- [Problem statement]: According to the railroad adjustment board document, on what date did the controlling agreement between the parties become effective?

NATIONAL RAILROAD ADJUSTMENT BOARD

THIRD DIVISION




PARTIES TO DISPUTE:
BOSTON AND MAINE RAILROAD
BROTHERHOOD OF MAINTENANCE OF WAY EMPLOYES

STATEMENT OF CLAIM: Claim of the Boston and Maine Railroad that the unsettled claim, herein set forth, which has been declined by the highest officer of the Carrier designated to handle such matters, is without merit and should be denied. The claim reads:

That work equipment operators A. A. Purdy, G. C. Height, A. Bourgault and other work equipment operators who might be similarly affected, be reimbursed at overtime rates of pay for the difference between their established meal period of thirty minutes (12:00 Noon to 12:30 P. M.) and any meal period in excess of thirty minutes which they are ordered to take under the terms of Mr. Healey's directives of February 27, 1950 and March 16, 1950 for each day such a situation exists, or has existed, commencing with March 14, 1950 and continuing for such period as the directives are in effect or a settlement is made in the matter which is satisfactory to all concerned.


CARRIER'S STATEMENT OF FACTS: The controlling agreement between the parties to this docket became effective May 15, 1942. On May 22, 1942 Bridge and Building Supervisor F. R. Spofford caused the following notice to be issued:

"CRANE ENGINEERS: When on gasoline cranes the starting time for these men will be thirty minutes in advance of the starting time of the crew with which they are working unless other arrangements are made. They will be allowed thirty minutes to put crane up for the night, make secure, etc., after crane reaches point where it is to put up. When on steam cranes, the starting time for these men will be one hour in advance of te starting time of the crew with which they are working, unless other arrangements are made. They will be allowed thirty minutes to put crane up for the night, make secure, etc., after crane reaches point at which it is put up. All crane engineers will take a noon period to correspond with the crew with which they are working unless other arrangements are made."

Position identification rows

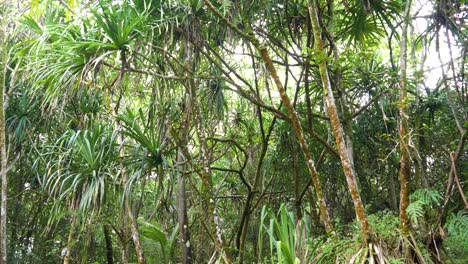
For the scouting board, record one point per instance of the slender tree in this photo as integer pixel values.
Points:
(405, 162)
(292, 114)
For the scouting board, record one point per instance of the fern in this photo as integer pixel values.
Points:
(421, 201)
(426, 196)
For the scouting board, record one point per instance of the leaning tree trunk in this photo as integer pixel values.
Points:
(127, 201)
(184, 234)
(346, 159)
(109, 250)
(405, 164)
(292, 114)
(3, 172)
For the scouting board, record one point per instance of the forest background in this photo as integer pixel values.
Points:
(206, 131)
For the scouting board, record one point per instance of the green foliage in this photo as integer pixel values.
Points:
(287, 237)
(148, 132)
(81, 165)
(457, 225)
(164, 249)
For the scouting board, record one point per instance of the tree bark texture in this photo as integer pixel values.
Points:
(292, 114)
(405, 162)
(345, 157)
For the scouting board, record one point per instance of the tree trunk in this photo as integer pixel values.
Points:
(405, 163)
(127, 204)
(109, 250)
(343, 149)
(3, 163)
(184, 233)
(292, 114)
(66, 258)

- [Answer to this exercise]: May 15, 1942.